- **Aim of the task**
Reproduce every item below word for word, leaving out the pictures.

- **Data for the task**
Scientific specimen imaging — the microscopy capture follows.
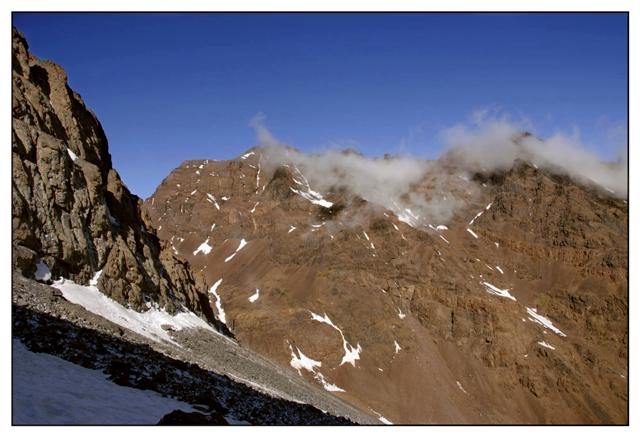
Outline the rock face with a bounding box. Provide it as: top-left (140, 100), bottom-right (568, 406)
top-left (11, 28), bottom-right (216, 323)
top-left (146, 149), bottom-right (628, 424)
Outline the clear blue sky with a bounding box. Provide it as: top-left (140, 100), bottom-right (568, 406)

- **Final answer**
Scientific specimen imaging — the microscopy capture follows.
Outline the rock face with a bounding box. Provide it as: top-left (140, 100), bottom-right (568, 406)
top-left (11, 28), bottom-right (216, 323)
top-left (146, 149), bottom-right (628, 424)
Outline the clear blue sky with a bounding box. Provide it as: top-left (140, 100), bottom-right (568, 406)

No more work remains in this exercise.